* START Extracted records *

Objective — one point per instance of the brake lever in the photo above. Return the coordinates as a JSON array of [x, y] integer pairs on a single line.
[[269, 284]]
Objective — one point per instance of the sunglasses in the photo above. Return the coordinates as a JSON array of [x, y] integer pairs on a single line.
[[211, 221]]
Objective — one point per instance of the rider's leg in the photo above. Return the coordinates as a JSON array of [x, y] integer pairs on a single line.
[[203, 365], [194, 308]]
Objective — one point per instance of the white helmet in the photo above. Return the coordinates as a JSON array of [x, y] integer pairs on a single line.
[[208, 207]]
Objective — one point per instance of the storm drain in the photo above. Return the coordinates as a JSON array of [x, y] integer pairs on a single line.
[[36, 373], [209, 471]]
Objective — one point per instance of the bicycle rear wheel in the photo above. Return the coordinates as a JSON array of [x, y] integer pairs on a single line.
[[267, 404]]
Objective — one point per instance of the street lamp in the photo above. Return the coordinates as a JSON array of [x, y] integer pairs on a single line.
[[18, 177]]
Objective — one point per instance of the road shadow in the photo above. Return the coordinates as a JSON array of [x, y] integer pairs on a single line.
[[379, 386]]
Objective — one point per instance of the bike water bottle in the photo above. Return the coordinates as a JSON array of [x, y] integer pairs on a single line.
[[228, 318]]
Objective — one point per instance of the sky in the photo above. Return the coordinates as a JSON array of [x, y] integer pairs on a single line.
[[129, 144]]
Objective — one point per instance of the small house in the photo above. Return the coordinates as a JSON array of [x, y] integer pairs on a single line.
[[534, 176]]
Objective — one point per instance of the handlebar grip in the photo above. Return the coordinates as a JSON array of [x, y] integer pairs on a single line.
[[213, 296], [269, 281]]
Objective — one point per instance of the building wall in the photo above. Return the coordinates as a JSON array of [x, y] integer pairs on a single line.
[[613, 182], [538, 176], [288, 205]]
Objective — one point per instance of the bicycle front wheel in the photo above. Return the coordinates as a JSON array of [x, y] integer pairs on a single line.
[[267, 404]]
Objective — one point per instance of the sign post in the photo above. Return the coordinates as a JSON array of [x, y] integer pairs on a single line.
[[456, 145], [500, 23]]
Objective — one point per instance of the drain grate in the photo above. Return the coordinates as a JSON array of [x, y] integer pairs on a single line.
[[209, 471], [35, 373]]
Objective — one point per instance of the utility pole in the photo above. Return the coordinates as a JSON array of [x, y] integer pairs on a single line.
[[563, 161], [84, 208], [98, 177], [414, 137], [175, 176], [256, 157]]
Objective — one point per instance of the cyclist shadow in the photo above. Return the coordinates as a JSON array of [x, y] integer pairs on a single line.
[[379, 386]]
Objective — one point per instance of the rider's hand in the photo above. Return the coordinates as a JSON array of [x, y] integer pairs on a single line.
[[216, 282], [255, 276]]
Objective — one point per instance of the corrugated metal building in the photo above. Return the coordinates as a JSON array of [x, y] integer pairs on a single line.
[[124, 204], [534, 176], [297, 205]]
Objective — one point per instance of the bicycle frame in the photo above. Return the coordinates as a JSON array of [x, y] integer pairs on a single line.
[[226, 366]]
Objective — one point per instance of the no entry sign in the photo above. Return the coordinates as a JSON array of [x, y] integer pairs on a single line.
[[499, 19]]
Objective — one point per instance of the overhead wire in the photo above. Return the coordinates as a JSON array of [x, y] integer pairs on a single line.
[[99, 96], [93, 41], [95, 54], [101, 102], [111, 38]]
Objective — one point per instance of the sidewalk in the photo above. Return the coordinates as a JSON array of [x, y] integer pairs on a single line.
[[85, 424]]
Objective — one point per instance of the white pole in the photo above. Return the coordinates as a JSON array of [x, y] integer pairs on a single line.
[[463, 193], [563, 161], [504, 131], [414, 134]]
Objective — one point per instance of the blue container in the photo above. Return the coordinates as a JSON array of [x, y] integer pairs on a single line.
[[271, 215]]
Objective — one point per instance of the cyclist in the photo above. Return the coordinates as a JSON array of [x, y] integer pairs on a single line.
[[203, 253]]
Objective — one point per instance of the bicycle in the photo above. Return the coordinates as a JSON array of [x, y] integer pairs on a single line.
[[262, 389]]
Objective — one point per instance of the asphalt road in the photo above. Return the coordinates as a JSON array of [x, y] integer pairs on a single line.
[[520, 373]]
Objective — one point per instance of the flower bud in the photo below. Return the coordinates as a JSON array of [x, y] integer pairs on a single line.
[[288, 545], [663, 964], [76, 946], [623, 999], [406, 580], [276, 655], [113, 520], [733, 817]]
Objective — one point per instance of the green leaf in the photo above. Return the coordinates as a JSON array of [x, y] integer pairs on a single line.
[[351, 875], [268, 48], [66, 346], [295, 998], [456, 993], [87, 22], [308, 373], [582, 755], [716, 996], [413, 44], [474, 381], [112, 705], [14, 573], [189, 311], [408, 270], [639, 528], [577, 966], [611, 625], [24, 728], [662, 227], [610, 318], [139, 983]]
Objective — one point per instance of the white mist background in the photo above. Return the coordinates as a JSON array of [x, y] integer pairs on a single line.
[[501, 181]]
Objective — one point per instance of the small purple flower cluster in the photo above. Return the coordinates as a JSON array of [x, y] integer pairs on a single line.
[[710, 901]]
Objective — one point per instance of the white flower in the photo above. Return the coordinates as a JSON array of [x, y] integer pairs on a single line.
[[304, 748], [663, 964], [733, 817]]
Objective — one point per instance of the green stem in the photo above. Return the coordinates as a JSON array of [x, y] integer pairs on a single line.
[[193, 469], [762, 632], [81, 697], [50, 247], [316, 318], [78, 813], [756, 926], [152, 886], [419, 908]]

* END Extracted records *

Given instruction = Reproduce all of the data above verbatim, line by line, without changing anything.

Solved exercise =
Objective — one point per instance of the brake lever in the photo above. Return the coordinates as a JSON array of [x, y] integer pairs on a single line.
[[269, 284]]
Objective — one point per instance of the sunglasses in the photo above. Return the coordinates as a JSON array of [x, y] integer pairs on a single line.
[[211, 221]]
Objective — one point per instance of the rider's leg in the photo above. Return the coordinates as a JSON array of [x, y] integer pairs on a single line.
[[203, 365], [194, 308]]
Objective — one point per instance of the white helmet in the photo above. Return the coordinates as a JSON array of [x, y] integer pairs on a single line.
[[208, 207]]
Objective — one point per instance of the storm drain in the photo above. Return the coordinates as a JSON array of [x, y] integer pairs on a single line.
[[36, 373], [209, 471]]
Objective — one point per instance of the bicycle rear wheel in the photo above. Return the coordinates as a JSON array of [x, y] integer pairs on a single line.
[[267, 404]]
Objective — one point per instance of the street lamp in the photo above. Return the coordinates as a JSON array of [x, y] integer pairs on a single line.
[[18, 177]]
Objective — one point per instance of the road shadow in the photo above. Return the coordinates as a JSON array of [x, y] integer pairs on a single line.
[[379, 386]]
Objective — one point per instance of the bike water bottle in the photo above. Return the coordinates as a JSON array of [x, y] integer pairs on a single line.
[[228, 318]]
Objective — one point per instance of the sky in the photo above. Return the coordinates as a JSON array of [x, y] integer pairs on a single line.
[[129, 144]]
Objective — one point per instance of the small house in the photo above. Return the coordinates as a JSON array of [x, y] integer pairs on a single line.
[[534, 176]]
Objective — one point per instance of the handlebar grip in the photo above. Return the coordinates as a JSON array of [x, y] integer pairs on a single line.
[[213, 296], [269, 281]]
Objective — one point per instance of the building wall in the photo above. Return the coordinates as a JSON array of [x, y] integer pairs on a single line.
[[613, 182], [538, 176], [288, 205]]
Objective — one point per instance of the bicycle front wheel in the photo above. Return the coordinates as a JSON array of [x, y] integer pairs on a single line.
[[267, 404]]
Objective — one point per instance of the sign post in the photo above. Return the coordinates as a JSON array of [x, y] integer pairs on a single line.
[[456, 145], [500, 23]]
Objective — one point per instance of the drain grate in the photo above. Return the coordinates as a JSON array of [x, y] integer pairs on a single line.
[[209, 471], [35, 373]]
Objective — one point per instance of the utility pole in the photo above. Return the coordinates as a JSON array of [x, y] integer pairs on a single line.
[[563, 161], [84, 208], [98, 177], [414, 137], [175, 176], [256, 157]]
Objective — one point per instance of the cyclist shadow in the photo above. Return the coordinates as a JSON array of [x, y] integer pairs on a single line.
[[379, 386]]
Objective — one point per instance of the rider's hand in the photo above. Return the coordinates as a JSON array of [x, y] integer pairs on a single line.
[[216, 282], [255, 276]]
Objective — one point per instance of the corrugated metal building in the photo above. Return the coordinates as a JSON array of [x, y] integer pairs on a single line.
[[124, 204], [534, 176], [297, 205]]
Objective — one point per instance of the bicycle frame in the photo above. Return the coordinates as a JSON array of [x, y] integer pairs on a single line.
[[226, 366]]
Objective — one point per instance of the no entry sign in the photo above. Return the coordinates as a JSON array of [x, y] integer pairs on a single line.
[[499, 19]]
Objective — one point per instance of the overhead wire in the photo above. Return the coordinates as a JSON array of [x, y] integer pairs on a single line.
[[99, 96], [93, 41], [95, 54], [101, 102], [111, 38]]
Objective — one point per instance of the sidewalk in the photo above. Return the coordinates as a JSON array of [x, y] integer pairs on a single line.
[[85, 424]]
Objective — one point per instance of the white pole in the photo above. Return the coordinates as a JSON array of [x, y] integer pairs on a single line.
[[463, 193], [563, 161], [504, 131], [414, 134]]
Objective — one point per instance of the blue container in the photo above. Return the coordinates as a JSON array of [x, y] integer pairs on a single line.
[[271, 215]]
Objective — one point per instance of the cyclist in the photo above. Return the coordinates as a JSON array of [x, y] integer pairs on a single line.
[[203, 253]]
Objective — one point per instance of the bicycle in the photo above. Return the coordinates as a JSON array of [x, y] integer pairs on a single line.
[[262, 389]]
Objective — one point per instance of the asphalt road in the photo above. Return the coordinates as a JSON array of [x, y] integer pairs on a single line.
[[520, 373]]
Objective — one point per instance of the flower bud in the photo below. Return the coordinates as a JSON array of [x, y] integer pairs on a single line.
[[288, 545], [663, 964], [76, 946], [623, 999], [406, 580], [276, 655], [113, 520], [733, 817]]
Objective — one point per instance of the green leaf in the photo above. Return the coordinates as a JSON array of [x, y] integer pairs on a single line.
[[351, 875], [268, 48], [66, 346], [295, 998], [456, 993], [87, 22], [308, 373], [582, 755], [716, 996], [413, 44], [474, 381], [112, 705], [14, 573], [189, 311], [408, 270], [639, 528], [577, 966], [611, 625], [24, 728], [662, 227], [610, 318], [139, 983]]
Objective — one point per instance of the white mist background in the photo above. Return the coordinates as a JSON array of [x, y] integer pairs on a single line.
[[501, 181]]
Objective — one point per instance of the small purple flower cluster in the photo above. Return the coordinates as a JSON array of [x, y] integer pairs on a single line.
[[710, 901]]
Objective — one point per instance of the white flower in the photo above. Return the coordinates as a JSON array of [x, y] integer pairs on a single line.
[[304, 748], [663, 964], [733, 817]]
Objective — one point per instance of the green stem in the photo above. Return the coordinates as a JSON array of [x, y] integer pairs on a single line.
[[193, 469], [762, 632], [81, 697], [50, 247], [316, 318], [78, 813], [756, 926], [152, 886], [419, 908]]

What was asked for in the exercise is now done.